INSTRUCTIONS TO FOLLOW> Copy every line of the data below word for word, without changing or leaving anything out.

RECORDS SHOWN>
--------------------

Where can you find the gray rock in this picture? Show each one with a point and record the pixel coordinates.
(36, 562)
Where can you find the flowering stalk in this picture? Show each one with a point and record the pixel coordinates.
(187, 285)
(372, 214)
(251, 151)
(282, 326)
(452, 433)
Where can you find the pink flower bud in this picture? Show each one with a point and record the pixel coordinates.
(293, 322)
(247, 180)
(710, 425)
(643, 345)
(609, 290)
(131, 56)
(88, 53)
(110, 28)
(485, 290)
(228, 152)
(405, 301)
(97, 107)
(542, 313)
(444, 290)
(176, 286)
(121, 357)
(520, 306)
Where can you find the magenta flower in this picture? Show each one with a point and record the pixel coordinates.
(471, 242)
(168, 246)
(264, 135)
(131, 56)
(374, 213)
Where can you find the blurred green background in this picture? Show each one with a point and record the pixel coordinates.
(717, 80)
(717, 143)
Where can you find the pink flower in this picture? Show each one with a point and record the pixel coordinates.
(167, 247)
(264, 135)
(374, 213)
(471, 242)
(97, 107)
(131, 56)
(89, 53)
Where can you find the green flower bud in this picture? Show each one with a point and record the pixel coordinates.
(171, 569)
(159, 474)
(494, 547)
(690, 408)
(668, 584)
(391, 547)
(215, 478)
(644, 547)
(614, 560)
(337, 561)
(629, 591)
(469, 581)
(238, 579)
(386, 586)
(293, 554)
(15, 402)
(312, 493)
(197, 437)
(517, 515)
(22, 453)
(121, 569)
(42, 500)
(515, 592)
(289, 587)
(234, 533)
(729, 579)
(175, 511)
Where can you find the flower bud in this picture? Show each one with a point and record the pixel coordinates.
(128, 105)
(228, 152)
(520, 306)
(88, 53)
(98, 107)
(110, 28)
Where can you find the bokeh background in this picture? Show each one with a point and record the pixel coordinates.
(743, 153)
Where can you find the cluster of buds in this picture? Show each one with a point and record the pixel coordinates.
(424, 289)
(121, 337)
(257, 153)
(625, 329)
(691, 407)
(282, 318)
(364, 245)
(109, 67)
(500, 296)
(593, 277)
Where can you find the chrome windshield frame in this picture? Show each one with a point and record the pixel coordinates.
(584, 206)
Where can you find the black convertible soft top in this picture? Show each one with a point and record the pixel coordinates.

--------------------

COMPLETE ANSWER>
Where can you find the gray rock in this picture? Show each one with a point and record the pixel coordinates.
(36, 562)
Where can you find the flowering stalk in this picture? Show each one with a point and record the pixel coordinates.
(187, 285)
(372, 214)
(251, 151)
(282, 326)
(452, 433)
Where can you find the pink flower bud in this picture? Show each one with a point and record the pixel coordinates.
(293, 322)
(247, 180)
(710, 425)
(643, 345)
(609, 290)
(131, 56)
(88, 53)
(110, 28)
(485, 290)
(228, 152)
(405, 301)
(97, 107)
(542, 313)
(444, 290)
(176, 286)
(121, 357)
(520, 306)
Where can you find the magenta flower in this picture? Show each one with a point and record the pixel coordinates.
(471, 242)
(168, 246)
(264, 135)
(131, 56)
(374, 213)
Where can you find the blurred green background in this picture? Show each one with a point and record the pixel coordinates.
(717, 80)
(717, 143)
Where can you find the pink flower in this picture? Show each one with a point and record the pixel coordinates.
(167, 247)
(264, 135)
(374, 213)
(471, 242)
(97, 107)
(131, 56)
(89, 53)
Where can you find the green flower bud in this picture? Show each one with a point and record the pixel coordinates.
(171, 569)
(159, 474)
(494, 547)
(690, 408)
(668, 584)
(391, 547)
(215, 478)
(644, 547)
(614, 560)
(337, 561)
(629, 591)
(469, 581)
(238, 579)
(386, 586)
(293, 554)
(15, 402)
(312, 493)
(197, 437)
(517, 515)
(22, 453)
(121, 569)
(42, 500)
(515, 592)
(289, 587)
(234, 533)
(729, 579)
(175, 511)
Where can you find the flower bud in this picture? Show each one with a point and record the pixel coordinates.
(128, 105)
(228, 152)
(520, 306)
(88, 53)
(98, 107)
(110, 28)
Where can you find the bokeh background in this picture? Show each one with a point and record the pixel coordinates.
(743, 153)
Where can you find the cluster of buds in this picture? Show each one with a point and record the pixel coordinates.
(424, 289)
(121, 337)
(257, 153)
(625, 329)
(691, 407)
(282, 318)
(364, 245)
(109, 67)
(500, 296)
(593, 277)
Where can you find the chrome windshield frame in this picture? Show each one with a point and record the pixel coordinates.
(584, 206)
Where can you find the black convertible soft top in this picture? Show each one with a point and record the pixel coordinates.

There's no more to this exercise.